▶ _Required work_:
Every line from the one with "Query: seashell" through the final line of the entries below should be returned exactly; leave out all other lines.

▶ _Entries provided_:
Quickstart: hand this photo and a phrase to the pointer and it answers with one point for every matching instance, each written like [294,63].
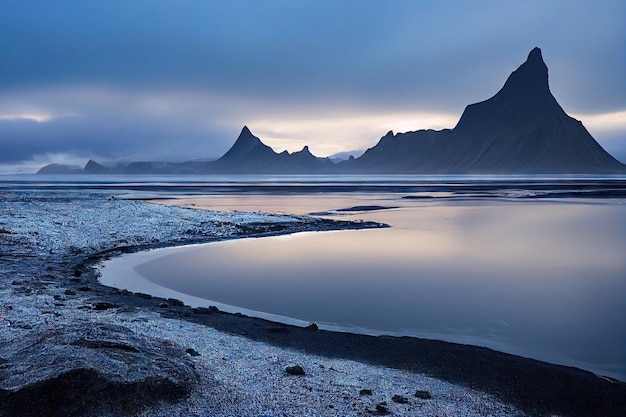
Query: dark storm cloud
[273,59]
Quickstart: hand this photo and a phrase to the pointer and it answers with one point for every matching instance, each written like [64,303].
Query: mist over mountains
[520,130]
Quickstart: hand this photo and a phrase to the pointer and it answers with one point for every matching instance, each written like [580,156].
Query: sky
[177,80]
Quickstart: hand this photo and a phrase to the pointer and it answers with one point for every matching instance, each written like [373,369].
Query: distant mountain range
[520,130]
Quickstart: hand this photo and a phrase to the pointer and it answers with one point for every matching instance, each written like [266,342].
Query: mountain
[60,169]
[520,130]
[250,155]
[92,167]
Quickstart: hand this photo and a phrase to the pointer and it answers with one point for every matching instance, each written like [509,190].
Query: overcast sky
[177,80]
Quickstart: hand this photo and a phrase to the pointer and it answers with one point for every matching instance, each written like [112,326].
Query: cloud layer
[178,80]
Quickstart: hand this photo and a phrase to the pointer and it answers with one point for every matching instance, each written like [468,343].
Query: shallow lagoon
[543,279]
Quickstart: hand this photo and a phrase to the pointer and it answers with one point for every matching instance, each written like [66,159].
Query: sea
[529,265]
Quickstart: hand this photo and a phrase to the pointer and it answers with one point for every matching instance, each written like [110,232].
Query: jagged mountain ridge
[520,130]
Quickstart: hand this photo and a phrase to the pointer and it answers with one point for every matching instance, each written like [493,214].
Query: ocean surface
[534,266]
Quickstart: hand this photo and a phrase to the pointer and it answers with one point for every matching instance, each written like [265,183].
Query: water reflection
[545,280]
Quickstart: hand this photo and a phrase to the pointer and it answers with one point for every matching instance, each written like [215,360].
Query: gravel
[43,237]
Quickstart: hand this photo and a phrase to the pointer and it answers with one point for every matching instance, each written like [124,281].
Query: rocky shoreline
[72,347]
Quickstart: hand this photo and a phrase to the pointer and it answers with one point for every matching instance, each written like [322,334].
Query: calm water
[544,279]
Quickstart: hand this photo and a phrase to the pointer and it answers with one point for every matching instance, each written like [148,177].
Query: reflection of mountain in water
[520,130]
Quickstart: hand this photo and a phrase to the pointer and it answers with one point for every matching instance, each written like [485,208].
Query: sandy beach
[71,346]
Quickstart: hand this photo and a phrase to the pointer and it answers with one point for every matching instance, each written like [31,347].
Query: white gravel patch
[237,376]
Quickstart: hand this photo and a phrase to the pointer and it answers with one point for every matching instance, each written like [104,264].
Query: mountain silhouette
[522,129]
[250,155]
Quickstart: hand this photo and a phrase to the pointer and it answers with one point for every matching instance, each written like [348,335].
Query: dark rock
[103,305]
[313,327]
[295,370]
[104,344]
[381,409]
[201,310]
[192,352]
[400,399]
[176,303]
[424,395]
[56,374]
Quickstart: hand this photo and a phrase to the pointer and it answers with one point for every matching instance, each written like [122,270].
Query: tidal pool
[545,280]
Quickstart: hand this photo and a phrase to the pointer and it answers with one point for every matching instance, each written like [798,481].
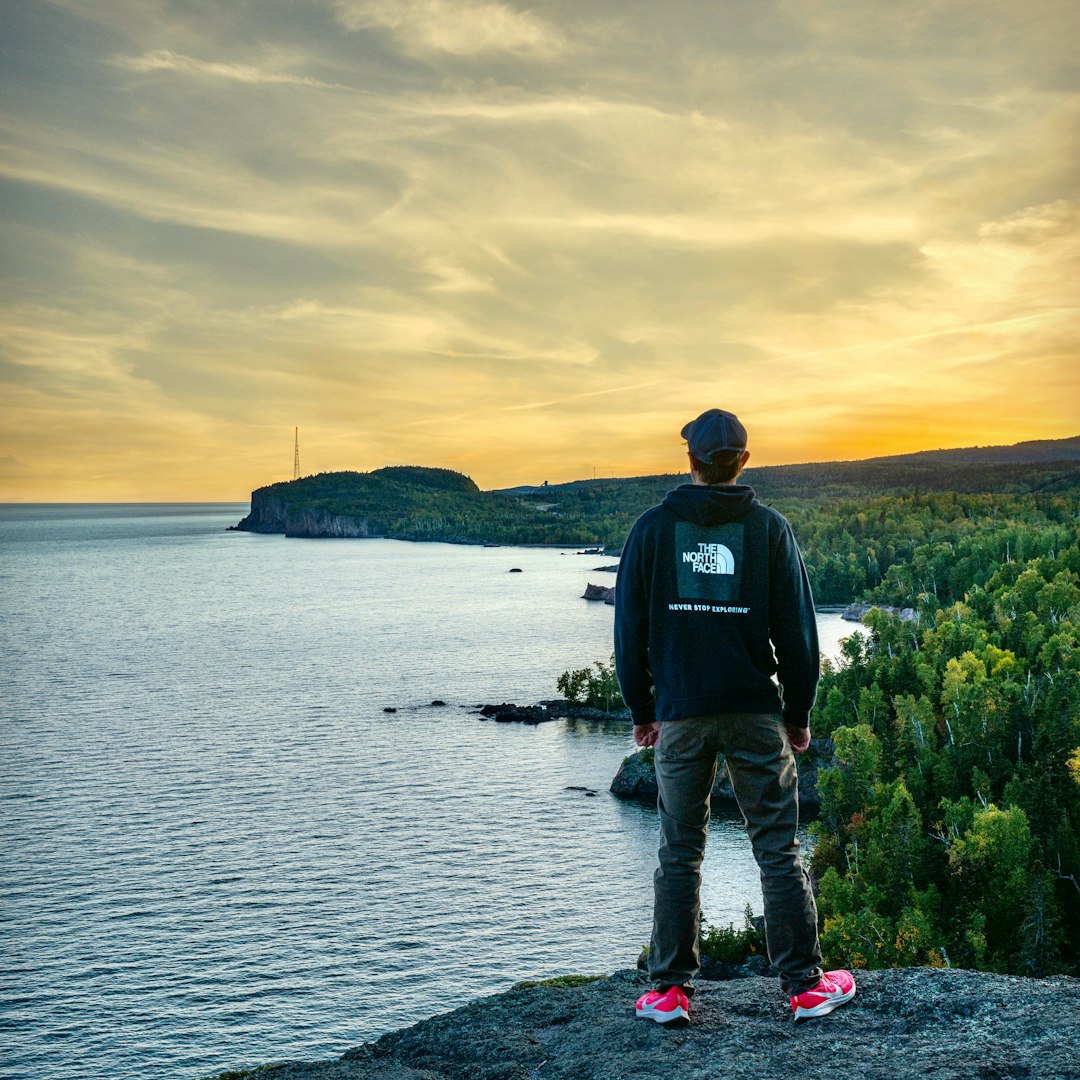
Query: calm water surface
[218,850]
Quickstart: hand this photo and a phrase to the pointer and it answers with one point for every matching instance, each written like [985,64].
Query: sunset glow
[526,241]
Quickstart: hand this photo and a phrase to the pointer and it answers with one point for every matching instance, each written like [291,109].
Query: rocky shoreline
[903,1024]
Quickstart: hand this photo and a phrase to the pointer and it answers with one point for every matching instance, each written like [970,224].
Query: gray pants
[766,784]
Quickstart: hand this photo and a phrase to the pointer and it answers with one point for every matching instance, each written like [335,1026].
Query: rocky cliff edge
[903,1023]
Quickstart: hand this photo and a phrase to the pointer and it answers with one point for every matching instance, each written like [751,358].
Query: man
[712,601]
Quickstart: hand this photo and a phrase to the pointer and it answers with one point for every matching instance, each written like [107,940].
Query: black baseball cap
[714,432]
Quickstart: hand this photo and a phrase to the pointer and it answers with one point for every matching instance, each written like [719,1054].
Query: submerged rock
[902,1024]
[859,610]
[598,593]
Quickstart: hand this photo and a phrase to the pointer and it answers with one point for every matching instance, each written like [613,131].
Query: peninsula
[414,502]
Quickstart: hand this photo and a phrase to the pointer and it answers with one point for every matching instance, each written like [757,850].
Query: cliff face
[322,523]
[267,514]
[902,1024]
[271,513]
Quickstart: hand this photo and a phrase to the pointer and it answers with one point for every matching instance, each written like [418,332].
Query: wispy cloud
[163,59]
[460,27]
[500,235]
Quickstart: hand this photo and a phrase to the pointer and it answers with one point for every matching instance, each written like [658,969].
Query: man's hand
[799,739]
[646,734]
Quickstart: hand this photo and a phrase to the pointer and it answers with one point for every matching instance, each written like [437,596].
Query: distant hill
[1040,466]
[413,502]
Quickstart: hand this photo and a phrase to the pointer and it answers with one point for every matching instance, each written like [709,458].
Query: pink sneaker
[831,993]
[671,1007]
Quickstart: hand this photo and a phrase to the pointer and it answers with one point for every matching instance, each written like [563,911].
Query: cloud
[469,28]
[163,59]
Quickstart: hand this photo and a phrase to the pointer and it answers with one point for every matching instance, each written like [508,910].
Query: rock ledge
[903,1023]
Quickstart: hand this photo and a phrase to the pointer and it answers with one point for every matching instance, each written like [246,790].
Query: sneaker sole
[824,1009]
[677,1017]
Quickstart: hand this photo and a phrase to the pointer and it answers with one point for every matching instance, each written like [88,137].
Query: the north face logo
[711,558]
[710,562]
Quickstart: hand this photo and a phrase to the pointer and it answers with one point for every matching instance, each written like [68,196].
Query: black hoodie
[712,601]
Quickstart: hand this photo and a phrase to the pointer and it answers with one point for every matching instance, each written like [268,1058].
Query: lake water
[218,850]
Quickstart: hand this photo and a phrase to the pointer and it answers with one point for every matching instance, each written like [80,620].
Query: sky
[526,241]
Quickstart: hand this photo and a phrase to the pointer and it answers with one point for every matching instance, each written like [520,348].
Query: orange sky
[526,242]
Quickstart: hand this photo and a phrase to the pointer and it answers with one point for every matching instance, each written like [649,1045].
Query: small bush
[730,945]
[599,688]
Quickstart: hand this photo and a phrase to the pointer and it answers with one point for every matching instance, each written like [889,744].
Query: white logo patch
[711,558]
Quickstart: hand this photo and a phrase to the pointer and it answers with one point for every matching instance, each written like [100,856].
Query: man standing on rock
[712,599]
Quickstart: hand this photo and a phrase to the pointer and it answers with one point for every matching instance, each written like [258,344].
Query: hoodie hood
[711,505]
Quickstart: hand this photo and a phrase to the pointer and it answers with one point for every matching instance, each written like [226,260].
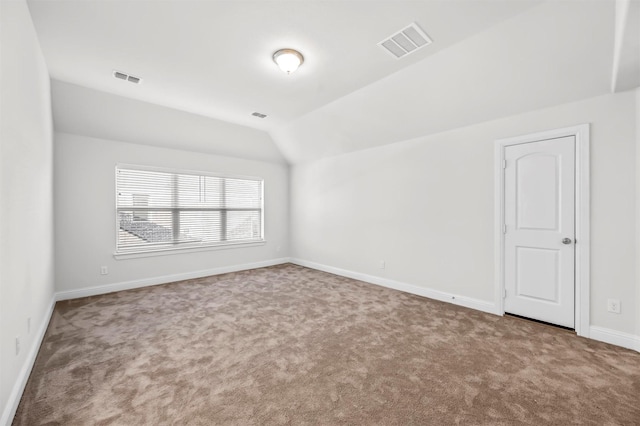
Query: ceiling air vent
[127,77]
[405,41]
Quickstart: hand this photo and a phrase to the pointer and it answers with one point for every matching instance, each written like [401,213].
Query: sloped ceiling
[212,59]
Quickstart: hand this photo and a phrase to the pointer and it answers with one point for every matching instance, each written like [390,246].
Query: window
[160,210]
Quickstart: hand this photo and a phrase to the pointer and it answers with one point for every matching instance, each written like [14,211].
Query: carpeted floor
[290,345]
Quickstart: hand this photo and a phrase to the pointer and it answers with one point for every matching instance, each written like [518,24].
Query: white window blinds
[158,210]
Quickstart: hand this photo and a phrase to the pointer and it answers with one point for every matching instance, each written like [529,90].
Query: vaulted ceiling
[212,59]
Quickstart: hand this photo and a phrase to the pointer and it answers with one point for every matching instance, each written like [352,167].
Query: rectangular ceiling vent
[406,41]
[122,76]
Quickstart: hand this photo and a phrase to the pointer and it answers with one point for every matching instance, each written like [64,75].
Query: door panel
[539,214]
[537,192]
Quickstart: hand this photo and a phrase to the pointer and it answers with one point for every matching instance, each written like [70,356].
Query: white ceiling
[489,58]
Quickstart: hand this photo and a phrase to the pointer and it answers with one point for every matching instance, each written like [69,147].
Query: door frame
[582,219]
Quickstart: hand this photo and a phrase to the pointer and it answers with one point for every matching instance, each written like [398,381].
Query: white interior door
[539,263]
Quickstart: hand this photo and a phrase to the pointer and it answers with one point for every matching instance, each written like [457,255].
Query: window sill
[168,251]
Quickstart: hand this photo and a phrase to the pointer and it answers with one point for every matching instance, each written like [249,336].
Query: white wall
[426,206]
[85,214]
[26,206]
[638,213]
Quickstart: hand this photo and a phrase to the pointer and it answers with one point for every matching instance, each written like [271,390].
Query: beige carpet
[290,345]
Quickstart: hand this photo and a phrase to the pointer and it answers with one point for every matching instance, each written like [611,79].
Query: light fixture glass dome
[288,60]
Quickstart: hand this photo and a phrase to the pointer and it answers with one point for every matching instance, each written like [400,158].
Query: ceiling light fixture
[288,60]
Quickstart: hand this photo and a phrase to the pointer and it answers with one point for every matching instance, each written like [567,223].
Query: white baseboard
[128,285]
[618,338]
[467,302]
[18,388]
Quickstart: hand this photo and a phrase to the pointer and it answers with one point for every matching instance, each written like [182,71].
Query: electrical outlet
[613,305]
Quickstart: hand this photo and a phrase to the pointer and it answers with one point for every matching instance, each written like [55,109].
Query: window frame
[185,248]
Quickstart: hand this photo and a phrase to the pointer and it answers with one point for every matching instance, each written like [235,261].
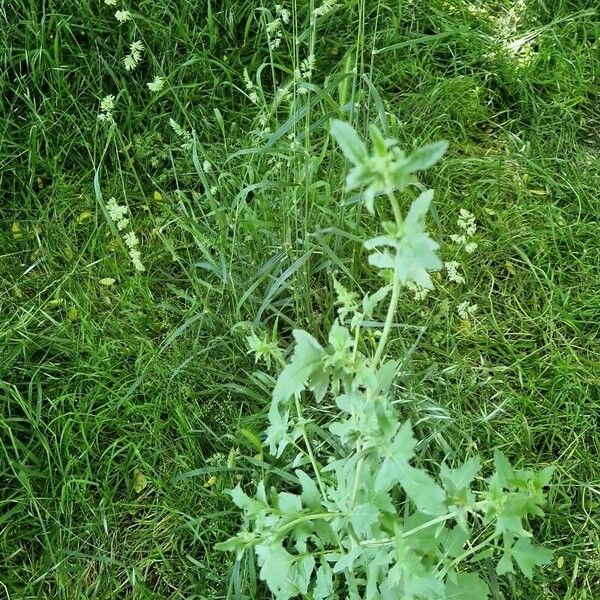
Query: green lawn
[125,393]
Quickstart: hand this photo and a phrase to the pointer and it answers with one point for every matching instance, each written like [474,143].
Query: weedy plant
[359,517]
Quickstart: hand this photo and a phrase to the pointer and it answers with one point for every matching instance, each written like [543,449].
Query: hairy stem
[389,320]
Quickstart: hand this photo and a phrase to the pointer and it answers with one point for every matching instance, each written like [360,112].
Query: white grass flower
[466,221]
[136,259]
[116,211]
[130,239]
[157,84]
[283,13]
[458,238]
[466,309]
[107,104]
[133,59]
[308,66]
[420,292]
[273,27]
[325,8]
[453,274]
[182,133]
[122,16]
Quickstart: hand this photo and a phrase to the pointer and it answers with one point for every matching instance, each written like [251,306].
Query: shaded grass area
[148,376]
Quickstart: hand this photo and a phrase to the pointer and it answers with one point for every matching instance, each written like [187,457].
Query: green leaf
[306,361]
[399,452]
[311,498]
[323,589]
[363,517]
[468,586]
[505,565]
[427,495]
[349,142]
[347,560]
[286,575]
[425,157]
[504,472]
[529,556]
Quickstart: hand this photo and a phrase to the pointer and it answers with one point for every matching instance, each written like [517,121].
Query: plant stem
[311,455]
[389,320]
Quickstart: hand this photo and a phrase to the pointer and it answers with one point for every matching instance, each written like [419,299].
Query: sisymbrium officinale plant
[356,516]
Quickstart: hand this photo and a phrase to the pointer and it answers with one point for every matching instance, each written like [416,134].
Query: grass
[149,376]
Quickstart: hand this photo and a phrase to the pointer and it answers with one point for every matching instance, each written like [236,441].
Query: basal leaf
[427,495]
[305,361]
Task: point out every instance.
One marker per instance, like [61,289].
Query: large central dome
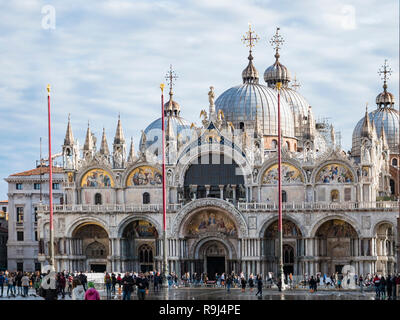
[240,104]
[244,104]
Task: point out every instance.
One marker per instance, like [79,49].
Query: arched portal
[292,238]
[92,242]
[214,176]
[385,248]
[139,245]
[336,245]
[211,236]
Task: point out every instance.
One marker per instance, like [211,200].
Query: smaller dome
[250,73]
[385,98]
[277,73]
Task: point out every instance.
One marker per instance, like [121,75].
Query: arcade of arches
[210,243]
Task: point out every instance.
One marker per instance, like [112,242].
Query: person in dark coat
[83,278]
[143,284]
[259,285]
[243,282]
[47,290]
[157,282]
[127,286]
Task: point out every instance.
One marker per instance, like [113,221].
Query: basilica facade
[339,209]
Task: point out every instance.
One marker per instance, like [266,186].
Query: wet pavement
[237,294]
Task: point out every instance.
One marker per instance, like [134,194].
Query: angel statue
[211,96]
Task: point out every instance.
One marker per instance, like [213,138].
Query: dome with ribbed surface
[239,105]
[389,118]
[277,73]
[153,133]
[296,101]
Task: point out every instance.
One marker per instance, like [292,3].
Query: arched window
[97,198]
[146,198]
[284,196]
[335,195]
[145,254]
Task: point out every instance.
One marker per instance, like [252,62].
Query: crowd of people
[77,286]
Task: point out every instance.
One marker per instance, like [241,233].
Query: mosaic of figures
[210,221]
[140,229]
[144,175]
[289,228]
[97,178]
[290,174]
[334,173]
[336,229]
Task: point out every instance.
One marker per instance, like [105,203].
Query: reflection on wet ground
[237,294]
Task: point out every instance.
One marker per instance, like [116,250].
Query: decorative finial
[277,42]
[171,77]
[295,84]
[250,39]
[385,71]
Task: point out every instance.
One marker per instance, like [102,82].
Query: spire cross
[385,71]
[171,77]
[296,84]
[277,42]
[250,38]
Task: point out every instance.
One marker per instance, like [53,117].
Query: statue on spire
[385,71]
[277,42]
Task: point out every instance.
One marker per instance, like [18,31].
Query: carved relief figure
[290,174]
[97,178]
[210,221]
[334,173]
[144,175]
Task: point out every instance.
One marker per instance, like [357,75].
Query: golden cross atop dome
[250,38]
[277,42]
[171,77]
[385,71]
[295,84]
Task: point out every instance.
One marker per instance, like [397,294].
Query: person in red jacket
[92,293]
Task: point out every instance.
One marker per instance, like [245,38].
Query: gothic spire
[119,135]
[69,137]
[89,143]
[131,156]
[104,145]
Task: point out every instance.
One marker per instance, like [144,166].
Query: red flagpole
[280,190]
[165,248]
[50,183]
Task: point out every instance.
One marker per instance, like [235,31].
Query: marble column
[221,191]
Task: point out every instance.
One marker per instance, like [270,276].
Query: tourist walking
[127,286]
[108,283]
[259,285]
[251,282]
[2,281]
[243,284]
[361,283]
[25,285]
[78,292]
[143,286]
[92,293]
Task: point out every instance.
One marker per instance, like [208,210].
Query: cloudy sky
[106,57]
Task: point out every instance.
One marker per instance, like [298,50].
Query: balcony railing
[242,206]
[317,206]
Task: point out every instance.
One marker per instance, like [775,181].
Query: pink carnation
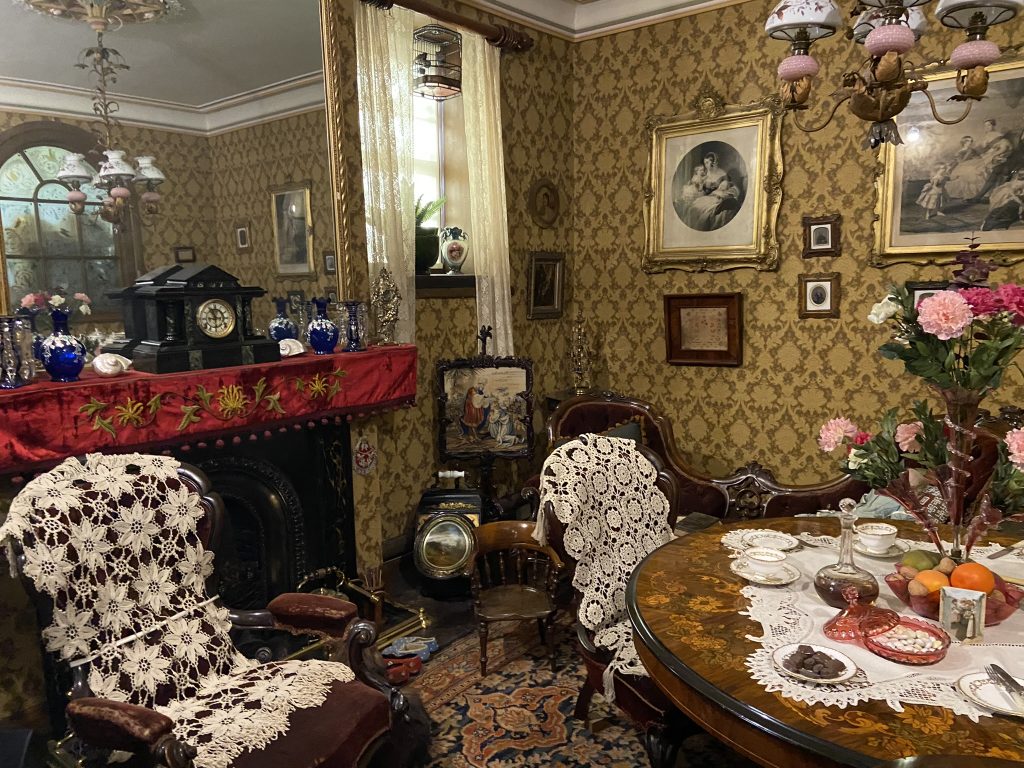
[983,301]
[906,436]
[1015,441]
[945,314]
[834,432]
[1012,297]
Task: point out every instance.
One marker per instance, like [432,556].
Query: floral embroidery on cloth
[602,489]
[114,543]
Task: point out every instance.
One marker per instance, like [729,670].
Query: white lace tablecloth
[795,613]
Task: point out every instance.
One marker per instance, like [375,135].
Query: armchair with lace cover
[115,551]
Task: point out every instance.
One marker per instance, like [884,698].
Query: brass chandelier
[882,87]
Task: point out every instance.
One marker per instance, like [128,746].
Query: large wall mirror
[225,96]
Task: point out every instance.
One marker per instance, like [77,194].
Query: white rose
[855,459]
[883,310]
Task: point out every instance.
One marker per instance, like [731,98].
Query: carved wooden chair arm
[117,725]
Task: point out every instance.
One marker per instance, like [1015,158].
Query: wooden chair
[513,579]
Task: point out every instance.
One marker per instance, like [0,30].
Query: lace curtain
[384,74]
[488,211]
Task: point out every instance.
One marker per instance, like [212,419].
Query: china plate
[980,689]
[787,573]
[770,539]
[900,548]
[779,654]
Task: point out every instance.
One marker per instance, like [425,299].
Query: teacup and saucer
[765,566]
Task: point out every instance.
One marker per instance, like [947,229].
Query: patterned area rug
[521,714]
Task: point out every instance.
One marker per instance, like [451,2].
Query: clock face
[215,317]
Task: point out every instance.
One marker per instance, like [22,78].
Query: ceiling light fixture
[882,87]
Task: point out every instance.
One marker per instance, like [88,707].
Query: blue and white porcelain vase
[455,249]
[323,333]
[283,327]
[61,353]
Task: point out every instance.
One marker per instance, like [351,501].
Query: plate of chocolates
[813,664]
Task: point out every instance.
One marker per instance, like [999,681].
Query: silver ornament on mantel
[385,300]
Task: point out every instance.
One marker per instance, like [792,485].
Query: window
[427,152]
[47,247]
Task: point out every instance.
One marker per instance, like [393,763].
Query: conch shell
[110,365]
[291,347]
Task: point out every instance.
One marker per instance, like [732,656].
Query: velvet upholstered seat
[115,549]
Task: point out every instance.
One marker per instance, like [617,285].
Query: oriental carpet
[521,714]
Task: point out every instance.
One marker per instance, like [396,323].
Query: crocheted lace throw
[114,543]
[602,489]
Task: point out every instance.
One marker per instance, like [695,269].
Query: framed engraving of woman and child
[949,182]
[714,188]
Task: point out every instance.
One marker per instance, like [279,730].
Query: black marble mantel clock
[190,316]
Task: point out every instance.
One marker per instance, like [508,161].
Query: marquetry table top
[684,603]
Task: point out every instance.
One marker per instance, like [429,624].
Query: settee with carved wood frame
[354,723]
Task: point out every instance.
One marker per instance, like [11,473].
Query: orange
[973,576]
[933,580]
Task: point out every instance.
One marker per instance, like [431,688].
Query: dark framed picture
[243,237]
[485,408]
[547,279]
[923,289]
[704,329]
[946,183]
[819,295]
[822,236]
[544,203]
[296,302]
[330,262]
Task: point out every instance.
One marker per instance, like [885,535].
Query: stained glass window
[46,246]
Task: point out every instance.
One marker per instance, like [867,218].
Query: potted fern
[427,243]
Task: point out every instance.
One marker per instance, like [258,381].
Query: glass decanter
[832,581]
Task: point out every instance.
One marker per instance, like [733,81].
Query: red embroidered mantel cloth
[45,422]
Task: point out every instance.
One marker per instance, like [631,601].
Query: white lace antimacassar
[782,620]
[114,543]
[602,489]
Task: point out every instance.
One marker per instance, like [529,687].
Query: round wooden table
[684,604]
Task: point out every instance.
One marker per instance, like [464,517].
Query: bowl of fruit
[922,574]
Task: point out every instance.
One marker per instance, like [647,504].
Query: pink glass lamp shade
[797,67]
[872,17]
[977,14]
[890,37]
[803,19]
[974,53]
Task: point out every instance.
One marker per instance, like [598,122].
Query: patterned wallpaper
[796,373]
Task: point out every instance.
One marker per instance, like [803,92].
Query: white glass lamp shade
[116,169]
[872,17]
[147,173]
[817,17]
[960,13]
[74,169]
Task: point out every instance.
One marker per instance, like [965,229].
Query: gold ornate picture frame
[947,183]
[714,187]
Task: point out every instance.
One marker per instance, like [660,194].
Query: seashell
[111,365]
[291,347]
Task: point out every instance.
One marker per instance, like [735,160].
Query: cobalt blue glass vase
[283,327]
[323,333]
[62,354]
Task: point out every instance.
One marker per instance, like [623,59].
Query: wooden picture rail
[504,38]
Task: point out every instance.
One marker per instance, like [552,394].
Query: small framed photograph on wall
[243,237]
[819,295]
[704,329]
[822,236]
[920,290]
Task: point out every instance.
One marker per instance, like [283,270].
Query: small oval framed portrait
[544,203]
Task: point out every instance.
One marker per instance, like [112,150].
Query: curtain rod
[503,38]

▶ _Response to the task_:
Query: seashell
[111,365]
[291,347]
Task: point out every instance.
One marker per instance, like [735,160].
Query: cobalt blue glass vase
[283,327]
[323,333]
[62,354]
Task: point out every instance.
One marker per instance, like [623,59].
Query: wooden picture rail
[504,38]
Task: point out every instance.
One marker per instance, like [552,394].
Query: small framed photograph on wall
[243,237]
[819,295]
[704,329]
[822,236]
[920,290]
Task: point out every instance.
One marker per instance, like [283,270].
Query: small oval framed portrait
[544,203]
Task: point out every instance.
One marker per instance, like [112,150].
Query: curtain rod
[503,38]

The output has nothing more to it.